Segment Start: Passage shown

1 July 2021 | ANALYSIS
I don’t know whether you’ve heard, but Britain’s been getting vaccinated.
Forget the resignation of the Health Secretary, forget about the accusations of Tory sleaze – all of this can be overlooked, because jabs are going in arms.
Well, that was my main takeaway from yesterday’s Prime Minister’s Questions.
And let’s give the Government some credit. The United Kingdom has administered more than 77 million vaccine doses, fully inoculated 62.4% of British adults, and now outflanked Israel in terms of roll-out rate.
Nonetheless, whilst the vaccine has saved lives, made a return to normality more likely and helped bolster public support for the Conservative Party, it cannot be a defence for the Prime Minister forever.
For those working in Number 10, I hope yesterday’s tussle between Boris Johnson and Sir Keir Starmer has finally made them realise that the Prime Minister cannot keep calm and carry on regurgitating the same political soundbites.
In recent times, the Prime Minister has managed to fend off the Despatch Box onslaughts from his forensic ex-lawyer counterpart through his journalistic deployment of alliteration and other catchy sentences.
But not this time.
“Why didn’t the Prime Minister sack the former Health Secretary on Friday morning?”, opened Starmer.
Johnson, in what would turn out to be his only real answer to Hancock’s downfall, seemed confident when he replied: “I read the story on Friday and we had a new Health Secretary in place by Saturday.”

Segment End: Passage shown
Segment Start: Provided data

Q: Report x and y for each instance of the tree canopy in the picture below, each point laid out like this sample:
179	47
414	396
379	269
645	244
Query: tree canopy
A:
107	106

Segment End: Provided data

Problem to work on —
Reproduce word for word the part of the Prime Minister's Questions analysis starting at "And let’s give" and ending at "of roll-out rate.". Nothing in the listing is needed here.

Final answer —
And let’s give the Government some credit. The United Kingdom has administered more than 77 million vaccine doses, fully inoculated 62.4% of British adults, and now outflanked Israel in terms of roll-out rate.